* **What to produce**
Show each line below that contains the word "bird", copying every such line in full.

═══ Available records

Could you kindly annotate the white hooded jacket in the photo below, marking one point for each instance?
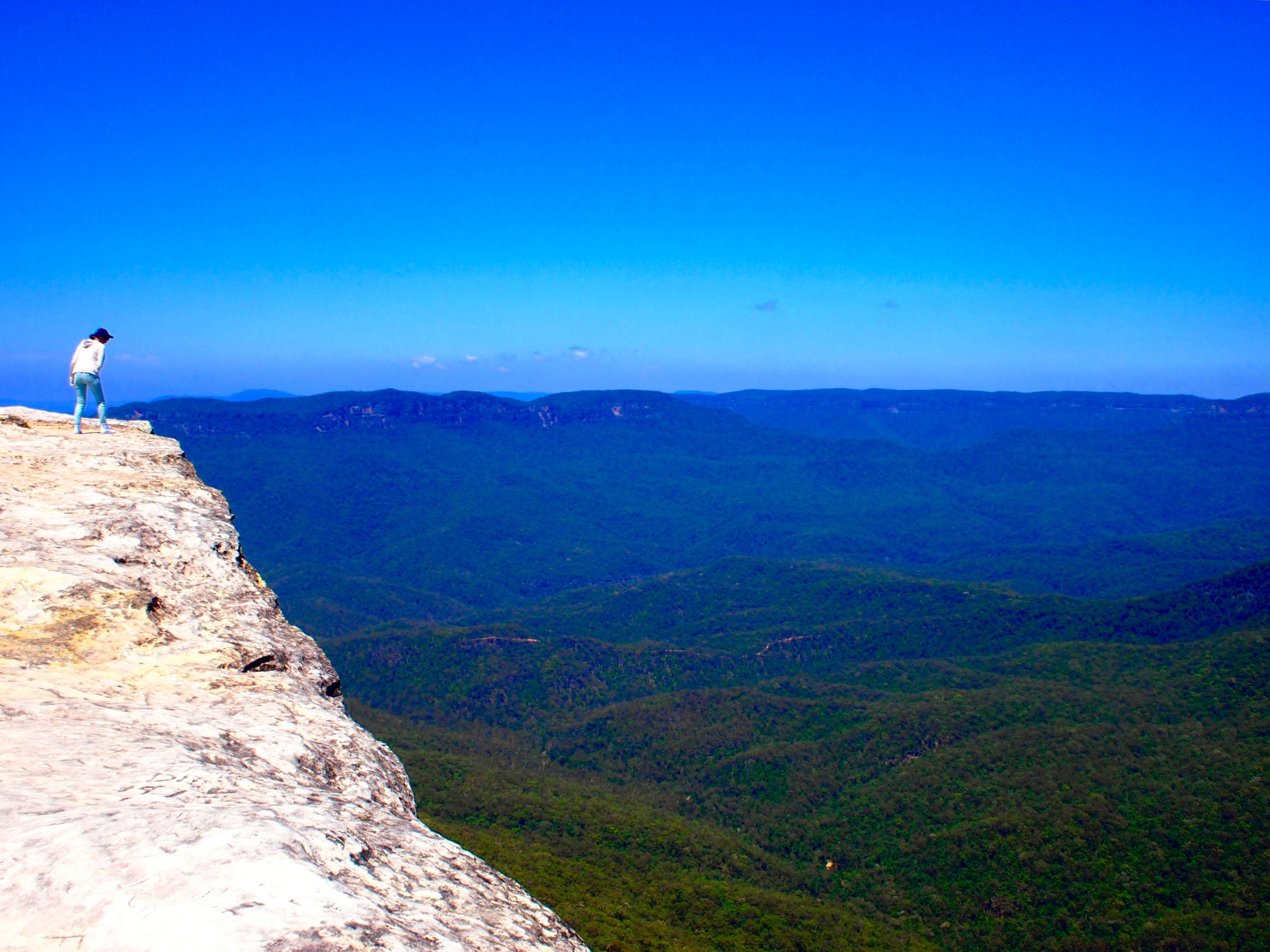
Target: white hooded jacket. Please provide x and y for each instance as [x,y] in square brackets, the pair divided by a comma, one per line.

══════
═══ Available records

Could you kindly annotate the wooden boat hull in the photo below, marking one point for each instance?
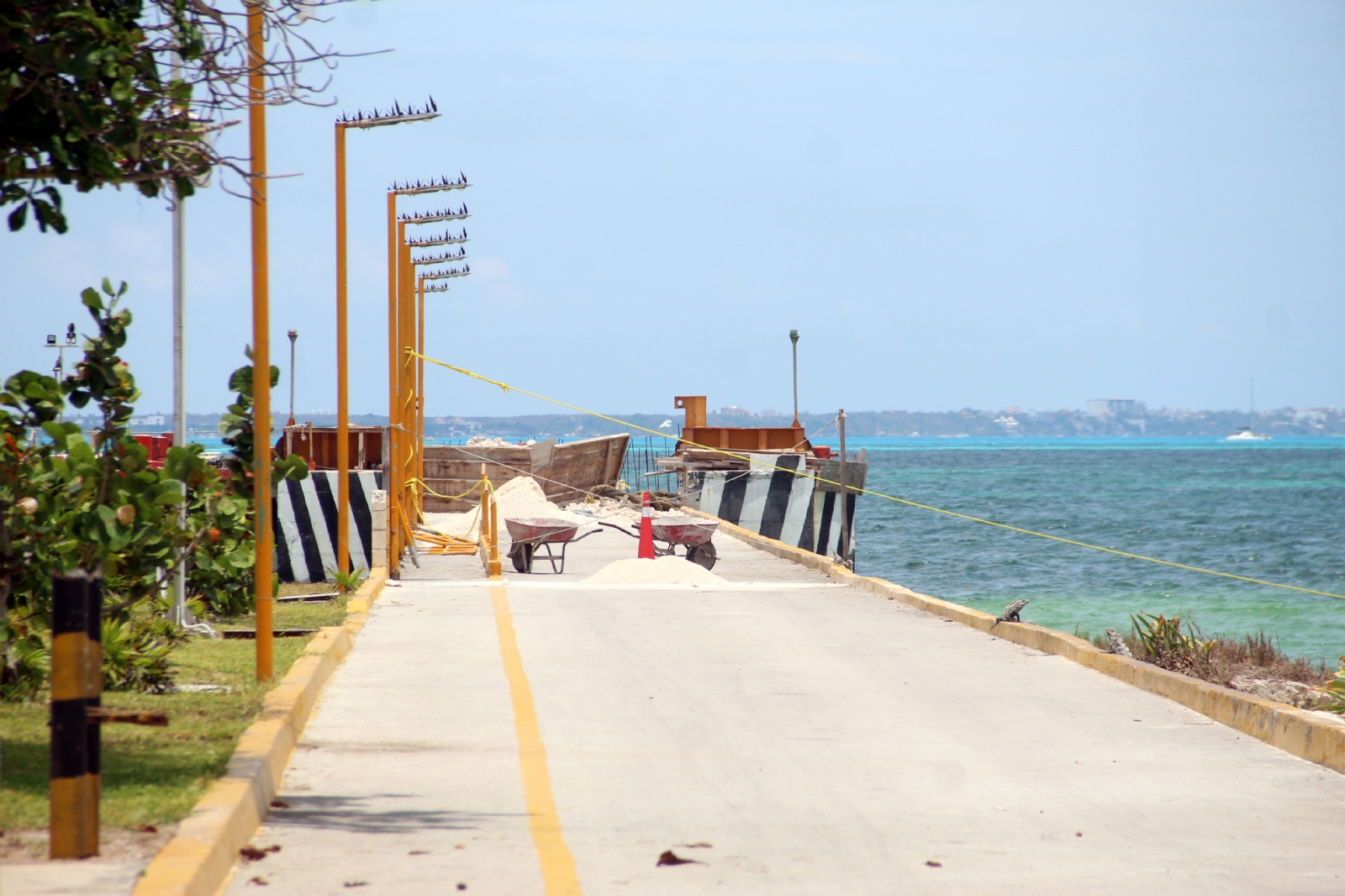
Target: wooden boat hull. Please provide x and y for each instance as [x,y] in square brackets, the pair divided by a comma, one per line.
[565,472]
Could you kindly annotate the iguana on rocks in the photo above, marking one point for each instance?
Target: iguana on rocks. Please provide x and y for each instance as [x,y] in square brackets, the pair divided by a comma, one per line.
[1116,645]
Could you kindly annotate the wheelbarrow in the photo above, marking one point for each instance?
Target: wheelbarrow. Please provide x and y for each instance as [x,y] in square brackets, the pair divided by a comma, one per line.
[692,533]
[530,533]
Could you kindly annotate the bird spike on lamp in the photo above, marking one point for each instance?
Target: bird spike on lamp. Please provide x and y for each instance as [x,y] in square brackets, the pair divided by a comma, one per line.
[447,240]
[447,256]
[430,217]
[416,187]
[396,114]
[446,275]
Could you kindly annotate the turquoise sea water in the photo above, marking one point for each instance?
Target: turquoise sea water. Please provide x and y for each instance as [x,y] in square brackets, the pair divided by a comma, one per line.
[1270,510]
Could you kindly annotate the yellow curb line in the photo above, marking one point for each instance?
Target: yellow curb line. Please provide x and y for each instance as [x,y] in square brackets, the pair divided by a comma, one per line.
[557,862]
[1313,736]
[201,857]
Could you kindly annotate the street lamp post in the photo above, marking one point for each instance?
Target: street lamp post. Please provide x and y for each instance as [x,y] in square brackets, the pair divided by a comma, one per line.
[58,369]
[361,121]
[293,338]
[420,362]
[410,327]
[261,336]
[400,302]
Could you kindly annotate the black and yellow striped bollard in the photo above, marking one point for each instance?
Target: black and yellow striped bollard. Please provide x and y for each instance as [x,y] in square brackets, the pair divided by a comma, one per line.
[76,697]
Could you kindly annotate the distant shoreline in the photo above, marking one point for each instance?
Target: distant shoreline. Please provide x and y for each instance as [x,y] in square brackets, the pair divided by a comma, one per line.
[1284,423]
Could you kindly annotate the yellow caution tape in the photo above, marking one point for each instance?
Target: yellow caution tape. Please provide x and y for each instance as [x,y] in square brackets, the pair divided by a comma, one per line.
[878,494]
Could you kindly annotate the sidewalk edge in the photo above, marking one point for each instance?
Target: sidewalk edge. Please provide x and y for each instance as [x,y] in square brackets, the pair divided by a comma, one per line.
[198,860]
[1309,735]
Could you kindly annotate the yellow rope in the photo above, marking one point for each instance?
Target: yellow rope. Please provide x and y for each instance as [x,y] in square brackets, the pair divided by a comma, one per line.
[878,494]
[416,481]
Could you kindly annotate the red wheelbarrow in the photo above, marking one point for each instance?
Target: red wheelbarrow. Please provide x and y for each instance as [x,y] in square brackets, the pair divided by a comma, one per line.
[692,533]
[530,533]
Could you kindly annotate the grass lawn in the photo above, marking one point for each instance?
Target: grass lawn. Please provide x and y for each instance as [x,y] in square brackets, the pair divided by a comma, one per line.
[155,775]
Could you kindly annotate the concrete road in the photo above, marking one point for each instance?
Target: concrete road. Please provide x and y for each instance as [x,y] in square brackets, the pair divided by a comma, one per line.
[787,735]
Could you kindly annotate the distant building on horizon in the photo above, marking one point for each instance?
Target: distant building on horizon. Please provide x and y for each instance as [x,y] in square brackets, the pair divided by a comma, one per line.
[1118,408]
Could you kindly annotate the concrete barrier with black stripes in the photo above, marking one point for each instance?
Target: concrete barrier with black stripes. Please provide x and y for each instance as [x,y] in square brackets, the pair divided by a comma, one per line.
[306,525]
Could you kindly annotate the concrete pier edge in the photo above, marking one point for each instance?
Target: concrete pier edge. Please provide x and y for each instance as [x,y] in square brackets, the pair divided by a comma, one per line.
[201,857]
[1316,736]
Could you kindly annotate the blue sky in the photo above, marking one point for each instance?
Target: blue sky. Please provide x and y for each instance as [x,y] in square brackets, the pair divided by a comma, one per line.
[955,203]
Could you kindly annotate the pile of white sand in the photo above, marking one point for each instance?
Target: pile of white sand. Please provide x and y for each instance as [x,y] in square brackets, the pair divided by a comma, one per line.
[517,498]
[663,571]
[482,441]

══════

* **Complete response**
Could you kindly annotate the bird spike on lamp in the photo above, marking one point for each instance?
Target: bird spike on lamp. Please provide x and y for each instance as [x,y] in square brackets, the pair divided by a comma, one per line.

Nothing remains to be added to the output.